* BEGIN Record set *

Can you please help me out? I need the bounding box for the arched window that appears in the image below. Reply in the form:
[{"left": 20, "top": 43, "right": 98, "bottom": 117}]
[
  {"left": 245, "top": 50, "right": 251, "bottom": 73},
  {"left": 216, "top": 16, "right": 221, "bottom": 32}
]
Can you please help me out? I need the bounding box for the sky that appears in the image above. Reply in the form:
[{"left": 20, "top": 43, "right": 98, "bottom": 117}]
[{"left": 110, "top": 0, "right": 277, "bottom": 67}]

* END Record set *
* BEGIN Record set *

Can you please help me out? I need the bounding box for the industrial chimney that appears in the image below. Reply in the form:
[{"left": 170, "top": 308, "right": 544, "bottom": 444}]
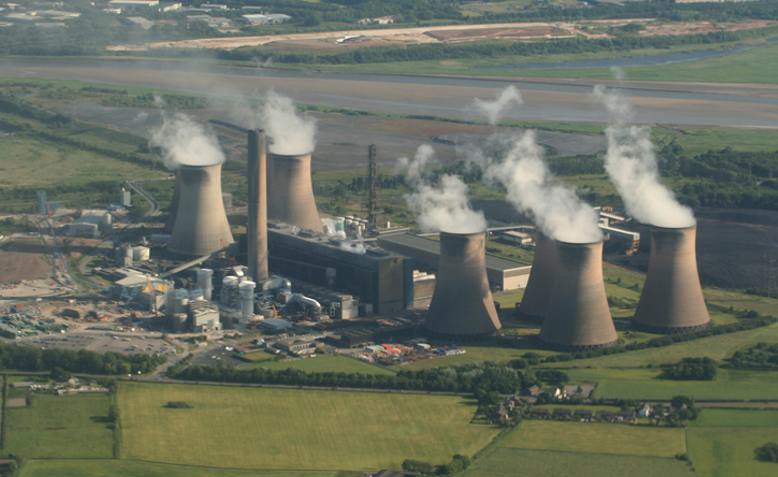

* END Record set *

_Given request_
Pick out every line above that contains the string "need". Case counts.

_Output of the task_
Can you please help me out? I need the bounding box for the arched window that appears in the image below. Reply in the form:
Can you please help me out? I need the bounding box for the sky that appears in the image above. Reply in the form:
Can you please help me out? I need the bounding box for the industrial chimney that appears in the image below. Reply in the form:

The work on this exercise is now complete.